Repeat word for word everything from the line containing "side wall? Thanks so much." to the end of the listing, first and last lines included, and only that.

◆ ◆ ◆

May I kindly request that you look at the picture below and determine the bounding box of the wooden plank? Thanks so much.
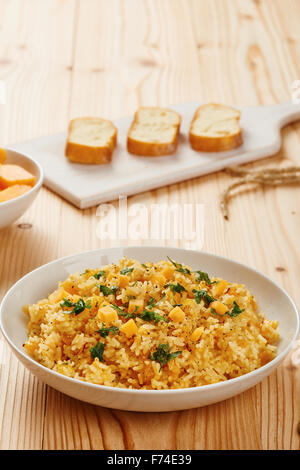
[0,0,77,450]
[0,0,299,450]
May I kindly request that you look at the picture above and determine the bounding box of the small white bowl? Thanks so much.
[0,149,43,229]
[0,246,299,412]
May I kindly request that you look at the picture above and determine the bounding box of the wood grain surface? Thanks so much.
[0,0,300,450]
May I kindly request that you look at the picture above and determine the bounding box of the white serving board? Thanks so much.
[10,102,300,209]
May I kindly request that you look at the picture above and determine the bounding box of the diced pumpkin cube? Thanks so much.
[169,306,185,322]
[213,280,228,297]
[150,272,166,286]
[210,301,228,315]
[119,275,129,288]
[0,184,32,202]
[98,305,118,323]
[61,279,77,294]
[128,299,144,314]
[120,319,138,337]
[161,265,174,280]
[0,148,6,164]
[190,327,204,342]
[48,287,69,303]
[0,164,35,189]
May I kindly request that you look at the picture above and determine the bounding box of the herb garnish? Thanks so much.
[140,310,168,324]
[111,303,167,324]
[167,256,191,275]
[93,270,106,280]
[194,270,211,284]
[97,326,119,338]
[148,343,181,371]
[227,301,244,317]
[60,298,92,315]
[90,342,105,361]
[166,282,186,294]
[111,304,126,314]
[120,267,134,275]
[193,289,215,307]
[96,284,118,296]
[146,297,156,308]
[111,304,138,319]
[211,301,244,318]
[211,308,221,316]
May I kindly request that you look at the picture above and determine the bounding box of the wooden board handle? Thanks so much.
[269,102,300,128]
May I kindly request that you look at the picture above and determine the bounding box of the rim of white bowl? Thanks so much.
[0,149,43,207]
[0,246,299,395]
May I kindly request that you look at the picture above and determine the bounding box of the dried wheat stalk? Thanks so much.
[220,165,300,220]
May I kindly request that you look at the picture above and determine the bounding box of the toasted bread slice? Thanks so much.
[127,107,181,156]
[65,117,117,164]
[189,103,243,152]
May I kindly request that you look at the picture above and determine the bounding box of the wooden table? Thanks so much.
[0,0,300,450]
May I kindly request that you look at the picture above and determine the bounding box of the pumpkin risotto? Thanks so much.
[24,257,279,389]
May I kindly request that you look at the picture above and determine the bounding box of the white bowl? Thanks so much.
[0,149,43,229]
[0,246,299,412]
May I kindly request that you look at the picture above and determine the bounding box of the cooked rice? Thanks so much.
[24,256,279,390]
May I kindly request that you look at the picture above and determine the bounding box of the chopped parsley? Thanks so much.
[166,282,186,294]
[120,267,134,275]
[141,263,148,269]
[210,307,221,316]
[146,297,156,308]
[194,270,212,285]
[193,289,215,307]
[60,298,91,315]
[148,343,181,371]
[111,304,126,314]
[111,303,166,324]
[97,326,119,338]
[227,301,244,317]
[96,284,118,296]
[111,304,138,319]
[90,342,105,361]
[140,310,168,324]
[211,301,244,318]
[167,256,191,275]
[93,270,106,280]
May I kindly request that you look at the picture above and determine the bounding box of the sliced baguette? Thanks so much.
[65,117,117,164]
[127,107,181,156]
[189,103,243,152]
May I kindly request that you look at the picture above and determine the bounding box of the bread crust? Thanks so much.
[127,107,181,157]
[189,104,243,152]
[65,117,117,164]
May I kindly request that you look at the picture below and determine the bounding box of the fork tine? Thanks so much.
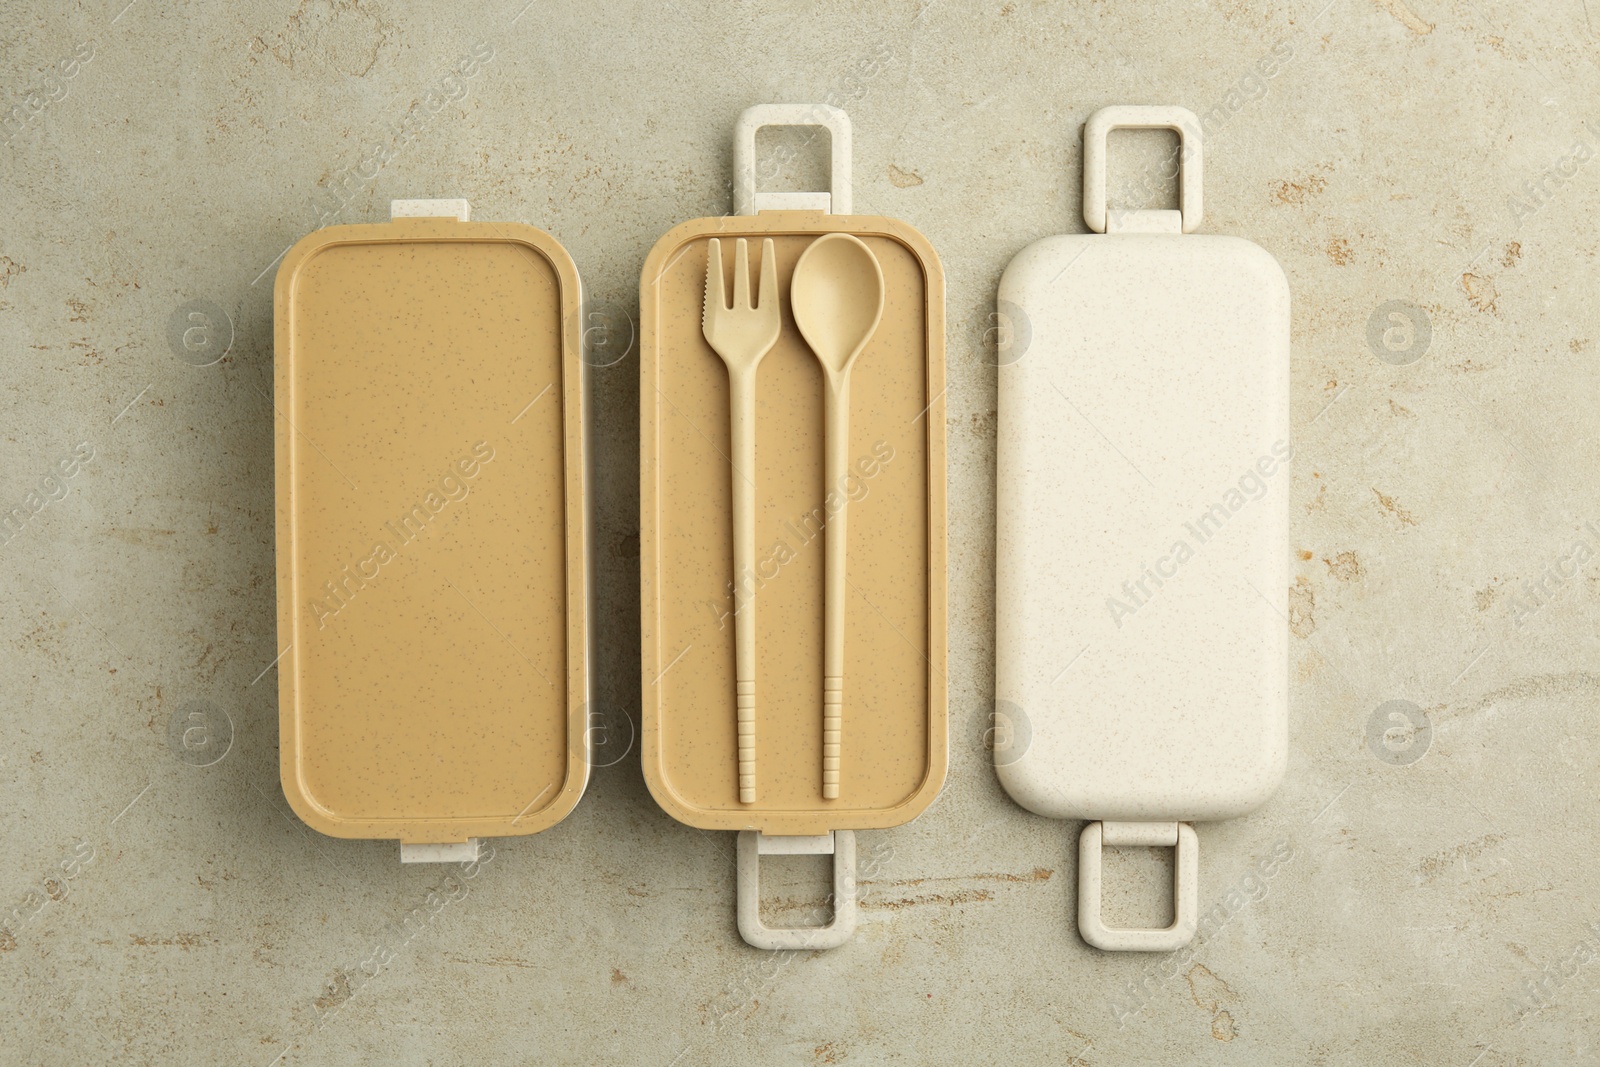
[702,238,724,333]
[733,238,751,309]
[758,238,777,312]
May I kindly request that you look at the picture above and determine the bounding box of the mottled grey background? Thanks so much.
[3,0,1600,1064]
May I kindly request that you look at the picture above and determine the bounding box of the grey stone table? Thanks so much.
[2,1,1597,1063]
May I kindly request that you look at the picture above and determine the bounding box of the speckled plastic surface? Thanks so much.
[640,211,948,836]
[995,112,1289,825]
[994,226,1291,820]
[273,215,588,845]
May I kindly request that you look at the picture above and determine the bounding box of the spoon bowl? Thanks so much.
[791,233,885,378]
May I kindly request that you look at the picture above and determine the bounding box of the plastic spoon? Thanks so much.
[790,233,885,800]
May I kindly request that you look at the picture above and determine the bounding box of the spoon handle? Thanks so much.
[822,372,850,800]
[730,367,758,804]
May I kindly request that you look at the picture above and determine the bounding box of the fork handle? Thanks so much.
[730,367,759,804]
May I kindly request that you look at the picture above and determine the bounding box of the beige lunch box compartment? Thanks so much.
[641,106,948,948]
[273,200,589,861]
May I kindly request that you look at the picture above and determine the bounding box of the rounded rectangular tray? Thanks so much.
[274,217,588,843]
[995,232,1290,823]
[640,212,947,835]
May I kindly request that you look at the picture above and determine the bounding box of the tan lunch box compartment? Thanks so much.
[641,106,948,949]
[273,201,588,858]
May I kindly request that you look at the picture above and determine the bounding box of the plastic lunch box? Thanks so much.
[994,106,1291,951]
[264,104,1290,958]
[640,105,949,949]
[273,198,589,863]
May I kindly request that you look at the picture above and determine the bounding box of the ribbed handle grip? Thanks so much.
[737,679,756,804]
[822,676,842,799]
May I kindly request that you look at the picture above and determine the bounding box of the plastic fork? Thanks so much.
[702,237,780,804]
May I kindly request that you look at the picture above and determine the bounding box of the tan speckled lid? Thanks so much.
[273,213,588,845]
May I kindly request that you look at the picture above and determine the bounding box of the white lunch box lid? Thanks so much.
[994,105,1290,951]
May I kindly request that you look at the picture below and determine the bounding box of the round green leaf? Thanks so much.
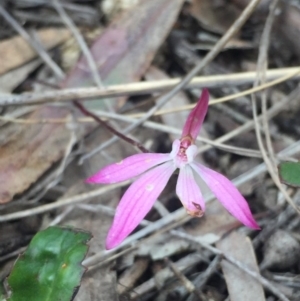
[7,226,92,301]
[279,161,300,187]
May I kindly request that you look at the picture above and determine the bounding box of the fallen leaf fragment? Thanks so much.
[118,258,149,294]
[0,28,70,75]
[0,59,41,93]
[261,230,300,270]
[217,232,265,301]
[189,0,241,34]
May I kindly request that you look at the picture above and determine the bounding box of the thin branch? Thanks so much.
[0,105,263,158]
[49,206,74,226]
[73,100,149,152]
[2,66,299,106]
[0,72,300,117]
[258,0,279,167]
[0,87,298,160]
[188,255,222,295]
[0,181,131,223]
[165,258,204,301]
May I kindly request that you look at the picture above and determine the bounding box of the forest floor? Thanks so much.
[1,0,300,300]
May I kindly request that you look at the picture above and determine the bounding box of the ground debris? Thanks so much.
[1,0,300,300]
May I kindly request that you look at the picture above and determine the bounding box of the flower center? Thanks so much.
[177,136,193,163]
[170,138,197,169]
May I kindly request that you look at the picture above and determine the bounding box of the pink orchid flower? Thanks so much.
[87,89,259,249]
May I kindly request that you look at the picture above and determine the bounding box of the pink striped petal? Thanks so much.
[191,162,259,229]
[86,153,171,184]
[181,89,209,141]
[106,161,176,249]
[176,165,205,217]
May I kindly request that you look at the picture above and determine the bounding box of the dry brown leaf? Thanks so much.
[217,232,265,301]
[117,258,149,294]
[189,0,241,34]
[0,106,77,204]
[0,59,41,93]
[0,28,70,75]
[261,230,300,270]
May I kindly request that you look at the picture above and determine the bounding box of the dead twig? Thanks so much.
[165,257,205,301]
[259,0,279,168]
[73,100,149,153]
[128,253,205,299]
[187,255,222,299]
[1,67,299,106]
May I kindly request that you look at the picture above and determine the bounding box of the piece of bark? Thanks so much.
[118,258,149,294]
[217,232,265,301]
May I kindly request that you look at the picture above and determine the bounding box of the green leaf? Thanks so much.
[7,226,92,301]
[279,161,300,187]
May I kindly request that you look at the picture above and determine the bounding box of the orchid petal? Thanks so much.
[170,139,181,158]
[191,162,259,229]
[176,165,205,217]
[86,153,172,184]
[106,161,176,249]
[186,145,198,163]
[181,89,209,140]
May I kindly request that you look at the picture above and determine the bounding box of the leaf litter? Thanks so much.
[1,0,300,300]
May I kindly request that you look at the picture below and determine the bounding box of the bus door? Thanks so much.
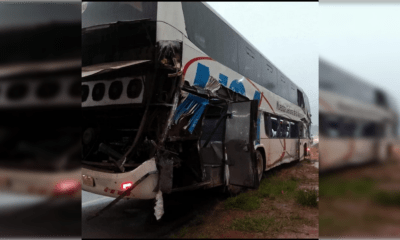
[225,100,259,188]
[198,102,227,187]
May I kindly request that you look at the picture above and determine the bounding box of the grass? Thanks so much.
[224,192,261,211]
[319,176,375,198]
[373,191,400,207]
[196,233,210,239]
[230,216,276,233]
[230,214,313,233]
[320,176,400,208]
[170,226,189,238]
[257,175,298,199]
[296,189,318,207]
[224,175,299,211]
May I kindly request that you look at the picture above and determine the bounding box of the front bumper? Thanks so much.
[82,158,159,199]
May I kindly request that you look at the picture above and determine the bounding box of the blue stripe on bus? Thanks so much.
[173,93,209,133]
[253,91,261,144]
[253,91,261,101]
[193,63,210,88]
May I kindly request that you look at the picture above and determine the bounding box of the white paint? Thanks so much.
[157,2,188,38]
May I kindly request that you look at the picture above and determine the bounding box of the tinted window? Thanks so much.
[182,2,238,72]
[362,122,378,138]
[340,120,356,138]
[290,121,299,138]
[271,117,279,138]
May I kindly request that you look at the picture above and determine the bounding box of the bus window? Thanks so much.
[353,121,364,138]
[290,121,299,138]
[282,120,290,138]
[297,90,305,108]
[325,116,340,138]
[278,119,284,138]
[271,117,279,138]
[362,122,378,138]
[340,120,356,138]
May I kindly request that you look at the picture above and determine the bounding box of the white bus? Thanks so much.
[319,59,398,171]
[81,2,312,216]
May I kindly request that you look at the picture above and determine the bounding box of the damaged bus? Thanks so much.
[319,59,398,171]
[81,2,312,218]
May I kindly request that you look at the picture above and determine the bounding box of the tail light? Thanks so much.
[53,179,81,197]
[121,182,133,190]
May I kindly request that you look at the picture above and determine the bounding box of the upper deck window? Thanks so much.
[297,90,305,108]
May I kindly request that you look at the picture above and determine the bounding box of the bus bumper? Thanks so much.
[0,167,81,199]
[82,158,159,199]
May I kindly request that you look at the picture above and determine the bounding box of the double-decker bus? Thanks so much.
[319,58,398,171]
[0,2,81,199]
[81,2,312,217]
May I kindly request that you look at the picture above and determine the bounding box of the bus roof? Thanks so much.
[320,58,397,112]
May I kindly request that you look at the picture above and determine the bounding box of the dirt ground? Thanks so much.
[319,144,400,238]
[168,146,319,239]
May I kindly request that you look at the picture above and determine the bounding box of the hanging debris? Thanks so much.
[154,190,164,221]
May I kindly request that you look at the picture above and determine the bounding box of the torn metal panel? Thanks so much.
[204,75,222,93]
[173,93,209,133]
[181,76,250,104]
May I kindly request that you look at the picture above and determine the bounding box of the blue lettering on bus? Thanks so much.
[219,74,228,87]
[229,80,246,95]
[193,63,210,88]
[193,63,246,96]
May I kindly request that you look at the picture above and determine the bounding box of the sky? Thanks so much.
[206,2,319,125]
[319,2,400,114]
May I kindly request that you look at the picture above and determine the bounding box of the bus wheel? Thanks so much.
[256,150,264,183]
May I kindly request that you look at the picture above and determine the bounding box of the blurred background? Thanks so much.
[0,1,81,238]
[319,0,400,238]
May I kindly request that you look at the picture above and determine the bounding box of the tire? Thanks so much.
[256,150,264,183]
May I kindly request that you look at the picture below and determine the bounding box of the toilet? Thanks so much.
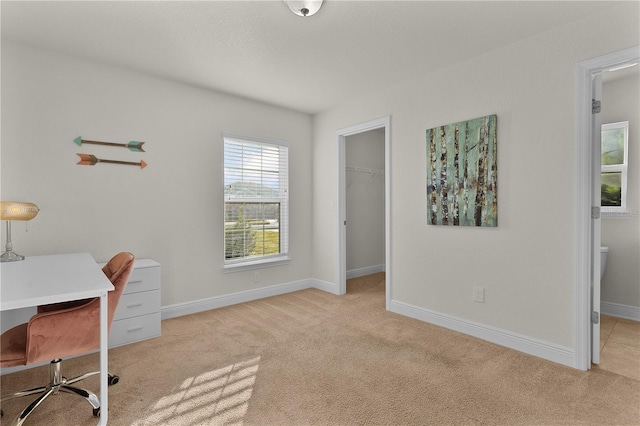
[600,246,609,280]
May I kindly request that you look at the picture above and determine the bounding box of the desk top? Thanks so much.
[0,252,113,311]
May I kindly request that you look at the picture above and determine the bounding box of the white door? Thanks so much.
[591,72,603,364]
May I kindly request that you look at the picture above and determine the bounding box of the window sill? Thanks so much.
[602,210,638,219]
[224,256,291,273]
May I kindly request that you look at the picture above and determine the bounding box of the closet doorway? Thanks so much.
[336,116,391,309]
[575,46,639,370]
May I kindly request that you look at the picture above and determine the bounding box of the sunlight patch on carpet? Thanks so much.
[132,356,261,425]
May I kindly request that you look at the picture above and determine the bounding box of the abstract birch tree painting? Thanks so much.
[426,114,497,226]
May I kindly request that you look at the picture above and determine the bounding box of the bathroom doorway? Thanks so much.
[598,61,640,374]
[575,46,640,370]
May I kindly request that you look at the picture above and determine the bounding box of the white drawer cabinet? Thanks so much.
[108,259,161,348]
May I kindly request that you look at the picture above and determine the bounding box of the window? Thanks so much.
[601,121,629,213]
[224,134,289,269]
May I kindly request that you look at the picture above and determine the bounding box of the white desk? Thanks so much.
[1,253,114,425]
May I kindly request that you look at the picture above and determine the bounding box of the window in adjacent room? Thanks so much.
[601,121,629,213]
[223,134,289,270]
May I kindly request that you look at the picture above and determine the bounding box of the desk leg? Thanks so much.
[99,290,108,425]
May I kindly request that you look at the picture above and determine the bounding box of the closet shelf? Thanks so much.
[346,166,384,175]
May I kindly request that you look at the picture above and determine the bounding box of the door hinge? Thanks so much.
[591,206,601,219]
[591,311,600,324]
[592,99,601,114]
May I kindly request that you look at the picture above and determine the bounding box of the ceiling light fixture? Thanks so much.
[284,0,323,17]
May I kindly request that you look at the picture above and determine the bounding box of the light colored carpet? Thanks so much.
[1,272,639,425]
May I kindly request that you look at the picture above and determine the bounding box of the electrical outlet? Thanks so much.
[254,271,260,284]
[473,286,485,303]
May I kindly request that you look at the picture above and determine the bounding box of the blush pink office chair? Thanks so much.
[0,252,134,425]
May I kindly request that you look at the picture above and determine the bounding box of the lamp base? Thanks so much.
[0,251,25,262]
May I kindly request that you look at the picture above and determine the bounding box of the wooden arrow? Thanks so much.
[74,136,145,152]
[77,153,147,169]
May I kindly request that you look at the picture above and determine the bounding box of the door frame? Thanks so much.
[336,116,391,309]
[574,46,639,370]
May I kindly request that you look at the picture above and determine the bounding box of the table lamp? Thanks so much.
[0,201,39,262]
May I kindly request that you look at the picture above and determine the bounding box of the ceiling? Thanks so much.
[0,1,624,115]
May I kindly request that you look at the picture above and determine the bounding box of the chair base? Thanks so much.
[0,359,118,425]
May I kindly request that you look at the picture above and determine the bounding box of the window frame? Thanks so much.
[223,133,290,272]
[600,121,629,215]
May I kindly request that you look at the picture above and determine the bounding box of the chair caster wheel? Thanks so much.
[108,374,119,385]
[93,407,100,417]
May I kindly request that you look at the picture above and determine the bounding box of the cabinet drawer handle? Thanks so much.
[127,326,144,333]
[128,279,143,284]
[126,303,144,308]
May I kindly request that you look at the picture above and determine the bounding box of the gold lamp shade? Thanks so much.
[1,201,40,221]
[0,201,39,262]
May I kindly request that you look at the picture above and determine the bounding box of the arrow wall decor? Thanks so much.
[74,136,145,152]
[77,153,147,169]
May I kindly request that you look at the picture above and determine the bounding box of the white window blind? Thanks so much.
[224,134,289,268]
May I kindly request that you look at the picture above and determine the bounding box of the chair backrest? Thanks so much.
[24,252,135,364]
[102,251,135,327]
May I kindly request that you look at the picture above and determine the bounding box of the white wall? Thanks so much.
[2,3,638,369]
[601,71,640,310]
[311,2,640,352]
[346,130,385,275]
[0,42,313,308]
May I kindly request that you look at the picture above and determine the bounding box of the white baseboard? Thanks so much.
[161,278,340,320]
[311,278,340,295]
[346,264,385,279]
[601,301,640,321]
[388,299,575,368]
[162,279,314,320]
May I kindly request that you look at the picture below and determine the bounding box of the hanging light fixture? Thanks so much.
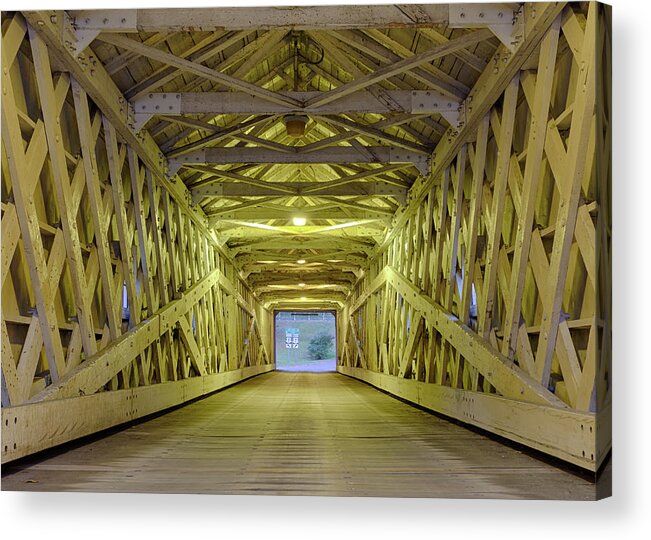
[283,32,323,139]
[284,115,308,138]
[292,216,307,226]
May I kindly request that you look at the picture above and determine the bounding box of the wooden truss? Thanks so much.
[1,13,272,462]
[1,3,610,472]
[337,2,611,471]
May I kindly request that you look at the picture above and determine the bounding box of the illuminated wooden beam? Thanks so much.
[244,264,362,277]
[131,89,460,125]
[68,5,450,33]
[208,207,393,221]
[231,237,375,255]
[236,251,367,265]
[192,163,409,195]
[260,290,347,302]
[216,222,385,240]
[192,180,407,203]
[257,284,350,294]
[171,146,431,177]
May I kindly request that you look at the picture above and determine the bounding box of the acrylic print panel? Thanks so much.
[0,1,610,500]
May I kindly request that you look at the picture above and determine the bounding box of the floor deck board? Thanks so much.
[1,372,599,499]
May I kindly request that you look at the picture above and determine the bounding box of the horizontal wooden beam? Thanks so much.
[171,146,431,176]
[338,366,608,472]
[248,274,356,286]
[230,237,375,255]
[1,365,273,464]
[208,207,393,221]
[190,163,409,194]
[244,265,362,277]
[260,290,347,301]
[217,222,384,240]
[193,181,407,202]
[131,90,460,117]
[257,284,350,294]
[267,301,342,310]
[236,250,367,265]
[68,6,450,33]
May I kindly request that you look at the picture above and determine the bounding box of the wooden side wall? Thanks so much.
[338,2,611,471]
[1,13,273,463]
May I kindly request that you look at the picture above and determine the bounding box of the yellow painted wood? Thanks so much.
[0,4,609,474]
[2,372,603,497]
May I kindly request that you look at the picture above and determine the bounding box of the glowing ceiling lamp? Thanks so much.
[292,216,307,226]
[298,283,306,287]
[296,259,306,264]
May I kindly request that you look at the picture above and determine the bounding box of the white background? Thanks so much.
[1,0,649,537]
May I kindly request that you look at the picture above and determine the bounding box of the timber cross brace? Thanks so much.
[1,3,610,473]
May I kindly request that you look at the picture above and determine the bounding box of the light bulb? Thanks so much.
[292,216,307,226]
[296,259,306,264]
[298,283,306,287]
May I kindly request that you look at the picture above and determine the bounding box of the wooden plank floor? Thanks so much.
[1,372,599,499]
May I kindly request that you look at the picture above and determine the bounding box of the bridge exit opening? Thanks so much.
[274,311,337,372]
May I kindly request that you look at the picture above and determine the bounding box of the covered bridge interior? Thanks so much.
[1,2,611,498]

◆ ◆ ◆

_Result_
May I kindly request that you look at the picture above and determine the bounding box of the wooden side wall? Thanks so much.
[338,2,611,471]
[1,13,273,463]
May I kindly request that you look at the picture above and determine the bounding box of the yellow painted wood? Thanks so much.
[0,4,609,474]
[2,372,603,497]
May I kindly request that you look at the picture above and determine the bounding box of the glowing ceiling lamp? Thanks so much.
[292,216,307,226]
[298,283,306,287]
[296,259,306,264]
May I kindly request that you look at the picture above and determine the bounding box of the white background? Thanks so much.
[1,0,649,537]
May I kindly request that you look at the picture above and determine the bounding box of the timber cross brace? Thanks so much.
[1,3,610,473]
May I kindly request that you look at the picture above and determine the bounding box of the light bulb? Thanks so much.
[292,216,307,226]
[296,259,306,264]
[298,283,306,287]
May I kindly request that you look at the picture above and determine the bounding box of the wooden plank floor? Thanks so much.
[1,372,599,499]
May I kindly request that you look at the picture above and determine the bounding box of the bridge exit opening? Thanks so much.
[274,311,337,372]
May I kindly request that you look at the picture above and determine the bounding box of the covered bridge interior? Thanks so much.
[1,2,611,498]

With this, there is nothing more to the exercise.